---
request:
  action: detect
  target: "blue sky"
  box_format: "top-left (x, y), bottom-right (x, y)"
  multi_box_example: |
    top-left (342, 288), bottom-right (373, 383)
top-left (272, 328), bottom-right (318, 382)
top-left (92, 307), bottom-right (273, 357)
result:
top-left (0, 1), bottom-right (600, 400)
+-------+
Reproduce every line of the listing above verbatim, from start to finish.

## [THE COMPLETED TASK]
---
request:
  action: detect
  target: "blue sky"
  box_format: "top-left (x, y), bottom-right (x, y)"
  multi_box_example: |
    top-left (342, 288), bottom-right (373, 383)
top-left (272, 328), bottom-right (318, 382)
top-left (92, 307), bottom-right (273, 357)
result:
top-left (0, 1), bottom-right (600, 400)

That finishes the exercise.